:: WHAT YOU NEED TO DO ::
Please retype, character for character, the portion of the entries below that runs from the line containing "Query: potted plant" to the last line.

:: THE INPUT ::
◇ ◇ ◇ ◇ ◇

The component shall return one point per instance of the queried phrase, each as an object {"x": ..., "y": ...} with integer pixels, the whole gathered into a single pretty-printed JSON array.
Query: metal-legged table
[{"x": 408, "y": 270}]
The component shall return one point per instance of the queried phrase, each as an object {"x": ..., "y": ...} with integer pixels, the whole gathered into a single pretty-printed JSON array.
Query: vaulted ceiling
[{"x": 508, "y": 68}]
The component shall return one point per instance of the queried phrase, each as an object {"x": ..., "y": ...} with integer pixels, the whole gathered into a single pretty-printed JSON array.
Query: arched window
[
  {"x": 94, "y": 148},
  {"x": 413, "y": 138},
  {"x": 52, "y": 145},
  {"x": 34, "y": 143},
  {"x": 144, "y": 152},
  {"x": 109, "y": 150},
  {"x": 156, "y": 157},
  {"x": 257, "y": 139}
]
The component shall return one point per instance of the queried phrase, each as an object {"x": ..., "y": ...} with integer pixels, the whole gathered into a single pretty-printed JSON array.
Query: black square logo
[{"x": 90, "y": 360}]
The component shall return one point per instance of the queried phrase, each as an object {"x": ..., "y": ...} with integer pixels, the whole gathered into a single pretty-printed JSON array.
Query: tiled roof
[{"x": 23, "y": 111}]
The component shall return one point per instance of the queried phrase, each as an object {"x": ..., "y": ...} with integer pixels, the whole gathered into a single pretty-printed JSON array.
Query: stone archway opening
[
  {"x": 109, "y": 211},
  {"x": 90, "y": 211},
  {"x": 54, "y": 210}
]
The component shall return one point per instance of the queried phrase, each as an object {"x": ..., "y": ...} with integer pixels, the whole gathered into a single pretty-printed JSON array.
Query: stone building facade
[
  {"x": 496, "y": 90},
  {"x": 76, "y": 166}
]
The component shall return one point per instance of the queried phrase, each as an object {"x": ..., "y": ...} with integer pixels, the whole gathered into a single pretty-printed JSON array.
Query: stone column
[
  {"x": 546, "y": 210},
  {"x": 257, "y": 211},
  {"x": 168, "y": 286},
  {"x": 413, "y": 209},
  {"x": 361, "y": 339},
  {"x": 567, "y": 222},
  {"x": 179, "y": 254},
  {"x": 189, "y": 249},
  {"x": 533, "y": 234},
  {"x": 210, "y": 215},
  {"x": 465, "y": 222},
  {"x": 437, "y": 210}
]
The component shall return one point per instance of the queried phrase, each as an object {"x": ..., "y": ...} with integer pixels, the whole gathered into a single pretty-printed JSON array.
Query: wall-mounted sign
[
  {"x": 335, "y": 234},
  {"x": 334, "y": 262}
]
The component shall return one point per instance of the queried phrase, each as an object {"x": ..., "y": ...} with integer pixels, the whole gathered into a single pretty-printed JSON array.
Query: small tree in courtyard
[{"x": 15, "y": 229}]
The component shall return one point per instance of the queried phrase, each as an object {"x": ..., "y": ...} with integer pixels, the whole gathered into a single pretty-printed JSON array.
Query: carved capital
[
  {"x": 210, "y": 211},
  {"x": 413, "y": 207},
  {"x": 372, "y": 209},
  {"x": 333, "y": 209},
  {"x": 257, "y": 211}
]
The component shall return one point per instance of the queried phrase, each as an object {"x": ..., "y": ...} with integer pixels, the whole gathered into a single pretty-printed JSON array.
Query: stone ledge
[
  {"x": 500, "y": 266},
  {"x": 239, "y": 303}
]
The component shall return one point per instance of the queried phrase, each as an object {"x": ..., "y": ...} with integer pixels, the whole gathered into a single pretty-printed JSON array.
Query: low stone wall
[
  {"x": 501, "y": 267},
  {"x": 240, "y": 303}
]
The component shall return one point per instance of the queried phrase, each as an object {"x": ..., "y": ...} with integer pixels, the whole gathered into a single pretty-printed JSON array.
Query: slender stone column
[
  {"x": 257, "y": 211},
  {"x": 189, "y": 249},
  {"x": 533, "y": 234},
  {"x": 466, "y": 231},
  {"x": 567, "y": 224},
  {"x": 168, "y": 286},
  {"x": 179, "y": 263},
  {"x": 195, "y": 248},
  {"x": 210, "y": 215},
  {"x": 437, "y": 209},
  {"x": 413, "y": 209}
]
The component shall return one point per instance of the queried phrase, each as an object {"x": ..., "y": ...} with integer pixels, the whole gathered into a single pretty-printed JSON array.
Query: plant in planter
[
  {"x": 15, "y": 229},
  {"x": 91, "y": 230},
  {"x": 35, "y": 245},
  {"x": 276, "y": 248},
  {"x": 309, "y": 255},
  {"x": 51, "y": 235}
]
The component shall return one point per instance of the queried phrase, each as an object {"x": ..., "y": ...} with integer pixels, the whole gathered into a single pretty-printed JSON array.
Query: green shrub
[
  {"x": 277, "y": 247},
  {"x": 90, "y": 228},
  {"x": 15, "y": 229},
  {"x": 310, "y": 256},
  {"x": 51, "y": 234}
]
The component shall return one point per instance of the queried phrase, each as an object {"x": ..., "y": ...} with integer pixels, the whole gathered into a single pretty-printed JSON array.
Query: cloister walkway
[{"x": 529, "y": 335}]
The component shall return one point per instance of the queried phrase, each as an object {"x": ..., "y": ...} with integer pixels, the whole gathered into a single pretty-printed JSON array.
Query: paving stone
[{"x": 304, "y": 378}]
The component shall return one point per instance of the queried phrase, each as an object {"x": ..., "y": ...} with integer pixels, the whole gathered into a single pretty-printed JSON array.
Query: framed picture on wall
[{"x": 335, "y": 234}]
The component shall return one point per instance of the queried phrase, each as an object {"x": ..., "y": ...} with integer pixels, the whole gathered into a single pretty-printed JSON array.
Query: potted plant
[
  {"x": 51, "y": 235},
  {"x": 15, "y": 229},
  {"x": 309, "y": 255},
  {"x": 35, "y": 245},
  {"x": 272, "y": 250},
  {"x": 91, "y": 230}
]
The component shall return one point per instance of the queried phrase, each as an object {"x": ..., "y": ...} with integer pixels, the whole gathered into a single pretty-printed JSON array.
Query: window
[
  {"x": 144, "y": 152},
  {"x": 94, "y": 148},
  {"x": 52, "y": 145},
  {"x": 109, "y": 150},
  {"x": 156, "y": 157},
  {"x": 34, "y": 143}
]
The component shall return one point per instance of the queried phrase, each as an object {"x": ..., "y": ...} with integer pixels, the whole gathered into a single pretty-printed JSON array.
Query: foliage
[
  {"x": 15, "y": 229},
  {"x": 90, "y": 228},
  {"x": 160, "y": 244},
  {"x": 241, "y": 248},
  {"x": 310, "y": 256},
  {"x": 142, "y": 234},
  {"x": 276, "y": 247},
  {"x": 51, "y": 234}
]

◇ ◇ ◇ ◇ ◇

:: SOLVED PROBLEM ::
Query: potted plant
[
  {"x": 51, "y": 235},
  {"x": 15, "y": 229},
  {"x": 309, "y": 255},
  {"x": 35, "y": 245},
  {"x": 272, "y": 250},
  {"x": 91, "y": 230}
]
The component shall return one point per instance of the queried phrase, each as an object {"x": ..., "y": ...} with integer pixels, the whole gathered into a single pretty-printed JSON array.
Query: window
[
  {"x": 144, "y": 152},
  {"x": 94, "y": 148},
  {"x": 52, "y": 145},
  {"x": 109, "y": 150},
  {"x": 156, "y": 157},
  {"x": 34, "y": 143}
]
The component shall return one point per instance of the queried phrase, each as an object {"x": ..., "y": ...} with integer pixels, the whole gathered into a single pretty-printed JSON array.
Query: foliage
[
  {"x": 15, "y": 229},
  {"x": 90, "y": 228},
  {"x": 160, "y": 244},
  {"x": 241, "y": 248},
  {"x": 310, "y": 256},
  {"x": 142, "y": 234},
  {"x": 276, "y": 247},
  {"x": 51, "y": 234}
]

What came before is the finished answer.